### WORK REQUEST A:
Please update the Insertion Tool claims from "11. The apparatus" to "lens capsular bag.", replacing "Proxy Lens" with "Trial Lens".
### WORK REQUEST B:
Translate this sentence from the Insertion Tool claims into Spanish: "The apparatus of claim 3, wherein said Insertion Tool maintains the position of the plane of the Proxy Lens as perpendicular to the optical axis to increase the accuracy of the measurement of refraction."
### WORK REQUEST C:
Resume the Insertion Tool claims after claim 13, the last one shown.

----- DOCUMENT EXTRACT -----

10. The apparatus of claim 3, wherein said Insertion Tool has a landing on which a rigid Proxy Lens is attached (permanently or temporarily with the use of a holding mechanism) and a handle that the surgeon uses to hold and manipulate the Insertion Tool and thus the position of the Proxy Lens in the optical path for the measurement of refraction.

11. The apparatus of claim 3, wherein said Insertion Tool has physical devices on the distal end, such as a Light Emitting Diode (LED), fiber optic bundle, or an orifice that introduces a negative pressure in the intraocular capsular bag to make the internal surface of the position face of the intraocular capsular bag more visible, thereby aiding in the measurement of refraction by increasing the illumination of the internal surface of the position face of the intraocular capsular bag.

12. The apparatus of claim 3, wherein said Insertion Tool facilitates insertion of the Proxy Lens by injection with a pneumatic piston to apply external pressure thus moving the folded Proxy Lens into the intraocular lens capsular bag.

13. The apparatus of claim 3, wherein said Insertion Tool maintains the position of the plane of the Proxy Lens as perpendicular to the optical axis to increase the accuracy of the measurement of refraction.

----- SUPPLIED RECORDS -----

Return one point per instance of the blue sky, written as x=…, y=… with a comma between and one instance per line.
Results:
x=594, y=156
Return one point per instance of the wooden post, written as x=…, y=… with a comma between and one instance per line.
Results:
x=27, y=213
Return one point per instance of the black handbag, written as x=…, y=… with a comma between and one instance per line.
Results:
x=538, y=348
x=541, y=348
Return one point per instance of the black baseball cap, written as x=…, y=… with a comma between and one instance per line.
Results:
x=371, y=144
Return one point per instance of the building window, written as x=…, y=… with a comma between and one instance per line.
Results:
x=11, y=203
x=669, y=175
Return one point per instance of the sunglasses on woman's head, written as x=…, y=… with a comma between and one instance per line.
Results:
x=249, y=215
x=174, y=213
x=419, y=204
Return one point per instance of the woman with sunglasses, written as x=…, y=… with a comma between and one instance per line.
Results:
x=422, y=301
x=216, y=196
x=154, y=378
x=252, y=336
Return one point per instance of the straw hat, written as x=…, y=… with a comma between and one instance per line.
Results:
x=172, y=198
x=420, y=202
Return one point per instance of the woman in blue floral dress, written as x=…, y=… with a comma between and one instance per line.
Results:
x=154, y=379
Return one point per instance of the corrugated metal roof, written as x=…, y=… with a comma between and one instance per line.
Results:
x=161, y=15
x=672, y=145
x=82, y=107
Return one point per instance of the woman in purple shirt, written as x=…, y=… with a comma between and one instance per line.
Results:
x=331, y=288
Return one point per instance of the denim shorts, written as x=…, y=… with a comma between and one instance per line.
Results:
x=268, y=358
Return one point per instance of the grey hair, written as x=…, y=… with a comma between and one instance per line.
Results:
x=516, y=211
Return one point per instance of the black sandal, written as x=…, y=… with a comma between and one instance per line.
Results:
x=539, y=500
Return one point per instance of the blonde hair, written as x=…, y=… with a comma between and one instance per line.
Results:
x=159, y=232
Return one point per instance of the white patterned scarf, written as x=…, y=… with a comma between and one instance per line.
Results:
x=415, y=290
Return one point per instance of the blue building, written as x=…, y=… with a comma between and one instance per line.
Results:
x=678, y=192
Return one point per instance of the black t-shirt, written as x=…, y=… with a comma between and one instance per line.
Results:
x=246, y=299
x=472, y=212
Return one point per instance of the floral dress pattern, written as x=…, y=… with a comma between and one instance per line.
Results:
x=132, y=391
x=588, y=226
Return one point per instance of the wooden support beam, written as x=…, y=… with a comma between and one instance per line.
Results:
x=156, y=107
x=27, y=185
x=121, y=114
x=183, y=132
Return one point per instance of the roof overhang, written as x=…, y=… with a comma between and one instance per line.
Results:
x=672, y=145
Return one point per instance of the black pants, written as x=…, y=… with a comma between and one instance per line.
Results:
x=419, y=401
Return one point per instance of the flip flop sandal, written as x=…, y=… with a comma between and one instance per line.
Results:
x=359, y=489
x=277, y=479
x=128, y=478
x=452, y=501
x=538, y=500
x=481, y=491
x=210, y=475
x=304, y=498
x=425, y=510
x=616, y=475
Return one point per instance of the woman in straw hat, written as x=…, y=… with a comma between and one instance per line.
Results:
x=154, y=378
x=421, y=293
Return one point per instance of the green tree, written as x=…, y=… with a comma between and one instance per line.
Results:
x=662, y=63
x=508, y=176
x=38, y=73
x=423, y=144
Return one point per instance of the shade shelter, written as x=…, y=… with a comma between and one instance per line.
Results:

-----

### EXERCISE RESPONSE A:
11. The apparatus of claim 3, wherein said Insertion Tool has physical devices on the distal end, such as a Light Emitting Diode (LED), fiber optic bundle, or an orifice that introduces a negative pressure in the intraocular capsular bag to make the internal surface of the position face of the intraocular capsular bag more visible, thereby aiding in the measurement of refraction by increasing the illumination of the internal surface of the position face of the intraocular capsular bag.

12. The apparatus of claim 3, wherein said Insertion Tool facilitates insertion of the Trial Lens by injection with a pneumatic piston to apply external pressure thus moving the folded Trial Lens into the intraocular lens capsular bag.

### EXERCISE RESPONSE B:
El aparato de la reivindicación 3, en el que dicha Herramienta de Inserción mantiene la posición del plano de la Lente Proxy perpendicular al eje óptico para aumentar la precisión de la medición de la refracción.

### EXERCISE RESPONSE C:
14. The apparatus of claim 3, wherein said Insertion Tool maintains the 3-space position of the Proxy Lens for refractive measurement and can be located adjacent to the internal surface of the posterior face of the intraocular lens capsular bag to reflect the natural location of the natural lens and increases the accuracy of the measurement of refraction.

15. The apparatus of claim 4, wherein said Refractometer uses stereoscopic digital imaging to determine the triangulation of the Proxy Lens for planarity.

16. The apparatus of claim 4, wherein said Refractometer uses a plano contact lens to neutralize any irregularity on the corneal surface and improve the measurement of refraction.

17. The apparatus of claim 4, wherein said Refractometer determines the 3-space position of the Proxy Lens and renders information on the Anterior Chamber Depth that indicates the fixation along the optical axis, centration relative to the optical axis, and the tilting of the plane of the Proxy Lens relative to the optical axis.

18. The apparatus of claim 4, wherein said Refractometer determines the 3-space position of the Proxy Lens with a physical or optical apparatus.

19. The apparatus of claim 17, wherein said physical apparatus employs the use of strain gauge transducers on the distal end of the Insertion Tool handle that measure the pressure exerted by the posterior capsule on the Proxy Lens.

20. The apparatus of claim 17, wherein said optical apparatus employs the use of softer material on the distal end of the Insertion Tool handle that has channels or grooves introduced on the convex (anterior) side of the Insertion Tool handle where flexion is measured by visualizing the components and geometry with the Refractometer apparatus.

21. The apparatus of claim 17, wherein said optical apparatus employs the use of material that changes color when bent under pressure.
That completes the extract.